**Testo di lettura**

L’emissione di provvedimenti DASPO richiede una rigorosa valutazione individuale dei comportamenti, supportata da prove concrete, al fine di dimostrare la pericolosità specifica del destinatario per l’ordine pubblico. La mera presenza in un contesto di disordine generalizzato non giustifica l’applicazione di tali misure.

Supporto alla lettura

DASPO

Il Daspo (da “D.A.SPO.”, acronimo di “Divieto di Accedere alle manifestazioni SPOrtive”) è una misura prevista dalla legge italiana nata al fine di impedire aggressioni violente nei luoghi degli avvenimenti sportivi e poi allargata alla tutela degli atleti da ogni forma di offesa verbale, quanto meno rimandabile alla sfera razziale.

Il Daspo vieta al soggetto ritenuto pericoloso di accedere in luoghi in cui si svolgono determinate manifestazioni sportive.

Il provvedimento viene emesso dal questore e la sua durata va da uno a cinque anni, in base alle modifiche del cosiddetto Decreto Pisanu varato nel febbraio 2007 dopo gli scontri di Catania.

Può essere accompagnato dall’obbligo di presentazione a un ufficio di polizia in concomitanza temporale delle manifestazioni vietate. Viene sempre notificato all’interessato; nel caso in cui ad esso si affianchi anche la prescrizione della firma, è comunicato anche alla Procura della Repubblica presso il Tribunale competente. Entro 48 ore dalla notifica ne deve seguire la convalida da parte del GIP presso il medesimo Tribunale, solo per la parte attenente la firma. Il Questore può autorizzare l’interessato, in caso di gravi e documentate esigenze, a comunicare per iscritto il luogo in cui questi possa recarsi per apporre le firme d’obbligo in concomitanza delle manifestazioni sportive.

La Corte Costituzionale, nella sentenza n. 512 del 2002, inquadra la misura del Daspo tra quelle di prevenzione, che possono essere quindi inflitte indipendentemente dalla commissione di un reato.

**Dati di annotazione sulla posizione degli oggetti**

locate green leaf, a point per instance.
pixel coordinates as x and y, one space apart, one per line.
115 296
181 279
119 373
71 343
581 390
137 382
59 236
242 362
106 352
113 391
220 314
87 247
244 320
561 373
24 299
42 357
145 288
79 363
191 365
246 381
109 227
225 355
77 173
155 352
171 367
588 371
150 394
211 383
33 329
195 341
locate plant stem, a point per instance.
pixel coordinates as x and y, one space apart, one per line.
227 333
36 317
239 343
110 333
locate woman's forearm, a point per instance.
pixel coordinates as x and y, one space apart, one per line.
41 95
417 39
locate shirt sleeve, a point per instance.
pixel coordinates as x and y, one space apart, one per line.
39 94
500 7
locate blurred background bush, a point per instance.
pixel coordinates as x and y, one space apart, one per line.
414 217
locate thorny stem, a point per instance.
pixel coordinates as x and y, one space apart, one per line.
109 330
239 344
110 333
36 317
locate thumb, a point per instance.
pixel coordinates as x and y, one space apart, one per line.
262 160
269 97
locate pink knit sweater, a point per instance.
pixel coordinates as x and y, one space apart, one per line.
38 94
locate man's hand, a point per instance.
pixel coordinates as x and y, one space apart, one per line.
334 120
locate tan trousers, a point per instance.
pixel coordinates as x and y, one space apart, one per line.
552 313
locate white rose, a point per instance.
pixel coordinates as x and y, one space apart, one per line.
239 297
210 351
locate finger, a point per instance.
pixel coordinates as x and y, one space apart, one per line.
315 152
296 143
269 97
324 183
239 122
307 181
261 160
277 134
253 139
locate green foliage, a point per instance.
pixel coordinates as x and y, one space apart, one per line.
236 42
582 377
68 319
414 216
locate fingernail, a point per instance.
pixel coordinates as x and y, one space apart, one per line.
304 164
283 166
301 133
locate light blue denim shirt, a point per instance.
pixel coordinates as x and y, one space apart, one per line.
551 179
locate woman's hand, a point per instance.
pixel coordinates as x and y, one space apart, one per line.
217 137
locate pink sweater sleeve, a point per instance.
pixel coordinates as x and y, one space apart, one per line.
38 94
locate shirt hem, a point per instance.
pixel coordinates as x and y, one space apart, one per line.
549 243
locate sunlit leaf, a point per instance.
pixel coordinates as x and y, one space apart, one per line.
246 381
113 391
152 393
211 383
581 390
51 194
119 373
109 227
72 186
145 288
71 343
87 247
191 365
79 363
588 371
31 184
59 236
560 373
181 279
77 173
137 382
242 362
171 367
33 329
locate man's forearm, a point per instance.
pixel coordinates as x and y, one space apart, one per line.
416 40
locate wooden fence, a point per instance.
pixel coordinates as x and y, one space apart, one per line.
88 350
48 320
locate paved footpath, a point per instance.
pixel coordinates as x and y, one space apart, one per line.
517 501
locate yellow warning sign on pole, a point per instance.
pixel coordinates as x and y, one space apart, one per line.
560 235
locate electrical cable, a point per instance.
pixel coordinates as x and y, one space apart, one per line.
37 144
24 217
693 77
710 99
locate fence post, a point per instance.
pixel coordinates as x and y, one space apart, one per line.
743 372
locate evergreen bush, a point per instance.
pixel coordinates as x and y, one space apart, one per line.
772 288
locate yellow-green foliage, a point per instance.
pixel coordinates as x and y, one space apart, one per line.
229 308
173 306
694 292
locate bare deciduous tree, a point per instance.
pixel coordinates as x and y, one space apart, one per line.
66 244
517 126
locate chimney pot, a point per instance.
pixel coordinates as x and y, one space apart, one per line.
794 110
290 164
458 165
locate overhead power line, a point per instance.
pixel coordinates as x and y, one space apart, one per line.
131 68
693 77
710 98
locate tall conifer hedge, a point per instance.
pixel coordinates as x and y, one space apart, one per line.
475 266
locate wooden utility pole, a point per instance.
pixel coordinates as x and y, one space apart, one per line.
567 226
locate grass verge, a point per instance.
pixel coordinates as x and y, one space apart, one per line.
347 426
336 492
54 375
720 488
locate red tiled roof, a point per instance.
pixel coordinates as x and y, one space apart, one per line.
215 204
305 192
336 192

**Consegna**
Si riporti fedelmente il brano del testo sul DASPO che comincia con "Supporto alla lettura" e termina con "gli scontri di Catania.". Le voci sopra riportate non hanno alcun ruolo in questo esercizio.

**Risposta**
Supporto alla lettura

DASPO

Il Daspo (da “D.A.SPO.”, acronimo di “Divieto di Accedere alle manifestazioni SPOrtive”) è una misura prevista dalla legge italiana nata al fine di impedire aggressioni violente nei luoghi degli avvenimenti sportivi e poi allargata alla tutela degli atleti da ogni forma di offesa verbale, quanto meno rimandabile alla sfera razziale.

Il Daspo vieta al soggetto ritenuto pericoloso di accedere in luoghi in cui si svolgono determinate manifestazioni sportive.

Il provvedimento viene emesso dal questore e la sua durata va da uno a cinque anni, in base alle modifiche del cosiddetto Decreto Pisanu varato nel febbraio 2007 dopo gli scontri di Catania.